Reproduce the lines below unchanged except for one substitution: swap "outline" for "contour" wherever it occurs.
:: Supplied data
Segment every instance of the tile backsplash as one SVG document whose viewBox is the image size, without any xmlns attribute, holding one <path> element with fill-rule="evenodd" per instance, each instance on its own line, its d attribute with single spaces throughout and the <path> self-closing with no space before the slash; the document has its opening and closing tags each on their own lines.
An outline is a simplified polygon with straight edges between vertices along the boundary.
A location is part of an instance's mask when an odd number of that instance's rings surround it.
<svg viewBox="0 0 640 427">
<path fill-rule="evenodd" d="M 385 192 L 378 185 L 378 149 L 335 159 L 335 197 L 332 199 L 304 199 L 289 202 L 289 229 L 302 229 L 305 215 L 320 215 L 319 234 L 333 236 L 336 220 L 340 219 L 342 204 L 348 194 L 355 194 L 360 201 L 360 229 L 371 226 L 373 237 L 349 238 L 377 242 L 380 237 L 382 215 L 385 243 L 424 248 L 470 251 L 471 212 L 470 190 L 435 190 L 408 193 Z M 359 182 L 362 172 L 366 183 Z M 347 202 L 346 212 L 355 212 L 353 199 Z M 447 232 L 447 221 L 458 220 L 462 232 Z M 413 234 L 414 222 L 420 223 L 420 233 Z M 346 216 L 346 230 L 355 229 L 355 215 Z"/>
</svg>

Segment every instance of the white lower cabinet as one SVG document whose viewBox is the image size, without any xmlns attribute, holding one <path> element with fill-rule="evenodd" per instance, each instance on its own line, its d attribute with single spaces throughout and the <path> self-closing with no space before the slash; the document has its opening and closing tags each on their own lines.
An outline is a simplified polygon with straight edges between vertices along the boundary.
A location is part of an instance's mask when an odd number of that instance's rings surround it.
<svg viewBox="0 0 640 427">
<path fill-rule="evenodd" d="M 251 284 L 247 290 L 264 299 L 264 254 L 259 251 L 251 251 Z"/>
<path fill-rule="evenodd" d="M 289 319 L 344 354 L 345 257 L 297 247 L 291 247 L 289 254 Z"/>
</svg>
::::
Result for this task:
Segment every instance of the tile backsplash as one SVG document whose viewBox is the image size, without any xmlns attribute, holding one <path> element with fill-rule="evenodd" per instance, each instance on its own line, its d attribute with single spaces throughout and the <path> self-closing with no space before the slash; the document has its opening and closing tags each on their own lines.
An contour is a simplified polygon with straight edges between vertices along the boundary.
A location is part of an instance's mask when an odd number of that instance's rings surround it.
<svg viewBox="0 0 640 427">
<path fill-rule="evenodd" d="M 385 192 L 378 185 L 378 149 L 335 159 L 335 197 L 332 199 L 304 199 L 289 202 L 289 229 L 302 229 L 305 215 L 320 215 L 319 234 L 333 236 L 336 220 L 340 219 L 342 204 L 348 194 L 355 194 L 360 201 L 360 229 L 371 226 L 373 237 L 349 238 L 377 242 L 380 237 L 382 215 L 385 243 L 424 248 L 470 251 L 471 212 L 470 190 L 435 190 L 408 193 Z M 359 182 L 362 172 L 366 183 Z M 347 202 L 346 212 L 355 212 L 353 199 Z M 447 232 L 447 221 L 458 220 L 462 232 Z M 413 234 L 414 222 L 420 223 L 420 233 Z M 346 216 L 346 230 L 355 229 L 355 215 Z"/>
</svg>

Segment every instance of the white lower cabinet as one SVG document whose viewBox is the image size, without any xmlns attribute, holding one <path> element with fill-rule="evenodd" per instance, each instance on its own line, its d attribute with single spaces throughout and the <path> self-closing with no space before the slash; the document has its opening and closing tags each on their own lines.
An contour is a simplified polygon with straight edges between vertices along the boundary.
A location is part of an instance's mask when an odd number of that instance's rings surround it.
<svg viewBox="0 0 640 427">
<path fill-rule="evenodd" d="M 251 284 L 247 290 L 264 299 L 264 254 L 259 251 L 251 251 Z"/>
<path fill-rule="evenodd" d="M 289 319 L 344 354 L 345 257 L 297 247 L 291 247 L 289 254 Z"/>
</svg>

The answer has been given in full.